# What you need to do
Show each line of the data below that contains the string "taillight". Case counts.

# Input data
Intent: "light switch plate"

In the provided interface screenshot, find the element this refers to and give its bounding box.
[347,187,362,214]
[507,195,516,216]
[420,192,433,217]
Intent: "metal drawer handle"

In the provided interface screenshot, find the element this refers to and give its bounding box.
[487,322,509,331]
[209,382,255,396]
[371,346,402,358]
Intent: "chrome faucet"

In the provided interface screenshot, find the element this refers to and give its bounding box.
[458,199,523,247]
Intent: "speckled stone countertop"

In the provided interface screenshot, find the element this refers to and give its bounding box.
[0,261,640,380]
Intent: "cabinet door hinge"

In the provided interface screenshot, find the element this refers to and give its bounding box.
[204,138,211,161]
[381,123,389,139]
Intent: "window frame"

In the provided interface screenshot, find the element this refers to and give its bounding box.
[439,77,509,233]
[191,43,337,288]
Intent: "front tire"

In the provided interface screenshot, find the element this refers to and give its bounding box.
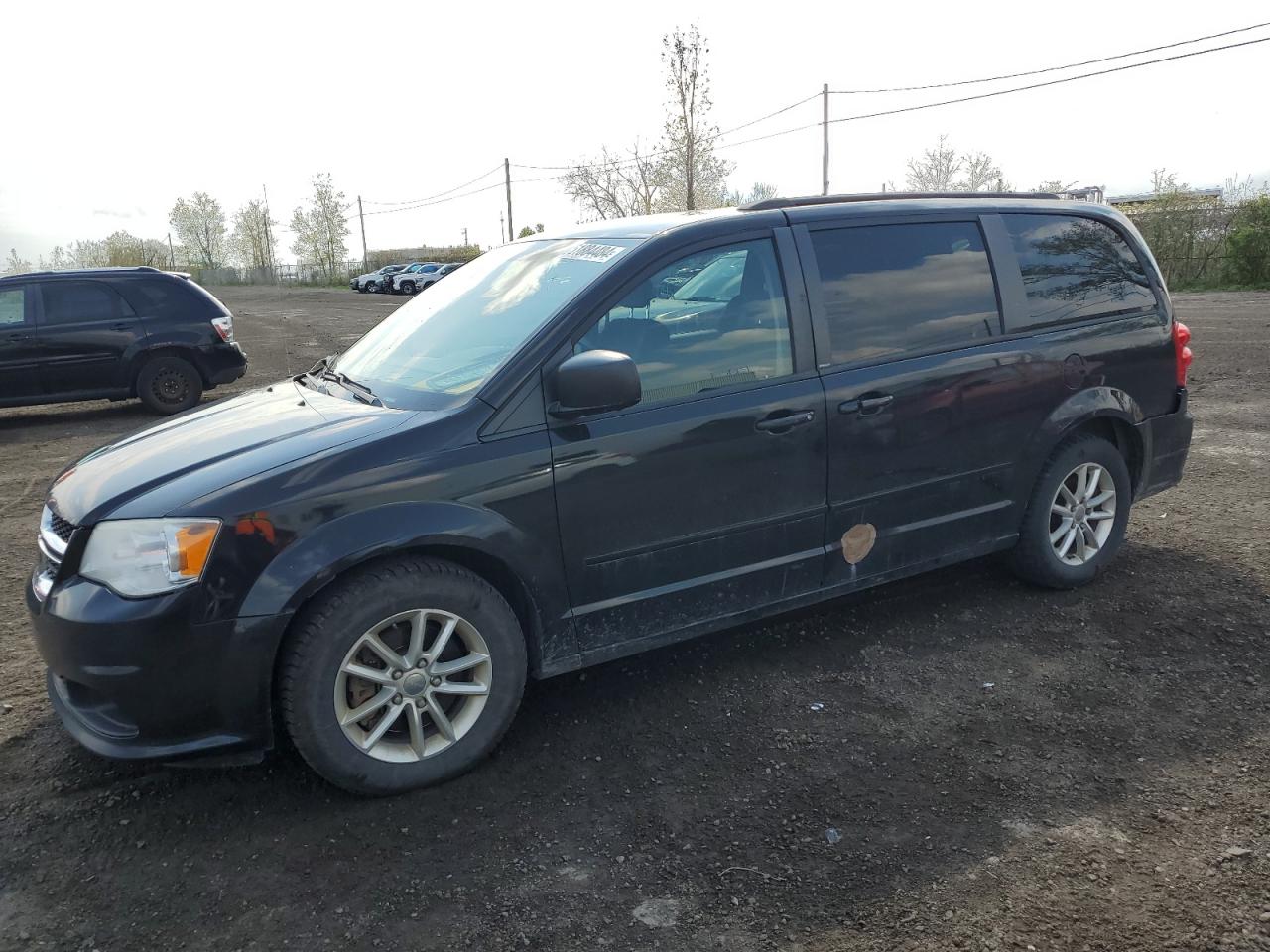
[136,355,203,416]
[280,557,526,796]
[1010,434,1133,589]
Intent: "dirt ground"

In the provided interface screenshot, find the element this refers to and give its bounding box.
[0,289,1270,952]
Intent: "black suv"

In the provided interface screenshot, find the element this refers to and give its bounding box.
[27,195,1192,793]
[0,268,246,414]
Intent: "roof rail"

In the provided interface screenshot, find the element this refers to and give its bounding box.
[739,191,1060,212]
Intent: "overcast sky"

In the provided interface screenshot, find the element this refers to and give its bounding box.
[0,0,1270,262]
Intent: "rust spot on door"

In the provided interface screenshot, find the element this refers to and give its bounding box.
[842,522,877,565]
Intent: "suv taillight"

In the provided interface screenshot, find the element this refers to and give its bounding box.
[212,314,234,344]
[1174,321,1192,387]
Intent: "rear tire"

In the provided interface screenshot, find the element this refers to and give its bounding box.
[1008,434,1133,589]
[278,556,526,796]
[137,355,203,416]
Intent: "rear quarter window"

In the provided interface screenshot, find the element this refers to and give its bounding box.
[812,222,1001,364]
[1001,214,1156,327]
[119,278,225,320]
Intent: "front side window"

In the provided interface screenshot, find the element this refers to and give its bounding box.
[44,281,132,323]
[1001,214,1156,326]
[332,239,639,410]
[578,240,794,405]
[0,287,27,327]
[812,222,1001,364]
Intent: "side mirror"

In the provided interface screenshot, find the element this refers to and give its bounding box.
[548,350,643,418]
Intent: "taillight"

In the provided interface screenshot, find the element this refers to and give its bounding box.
[1174,321,1192,387]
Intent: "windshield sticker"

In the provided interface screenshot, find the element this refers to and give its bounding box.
[562,241,625,263]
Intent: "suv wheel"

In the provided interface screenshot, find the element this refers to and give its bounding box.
[1011,435,1133,589]
[280,557,526,796]
[137,357,203,416]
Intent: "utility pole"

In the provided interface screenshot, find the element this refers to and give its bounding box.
[503,159,516,241]
[821,82,829,195]
[260,185,278,282]
[357,195,371,272]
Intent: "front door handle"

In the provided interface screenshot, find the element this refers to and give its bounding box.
[838,394,895,416]
[754,410,816,432]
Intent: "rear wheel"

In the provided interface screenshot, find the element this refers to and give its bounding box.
[280,557,526,796]
[137,355,203,416]
[1010,435,1133,589]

# Worked solution
Intent: "suv taillight"
Intent: "taillight"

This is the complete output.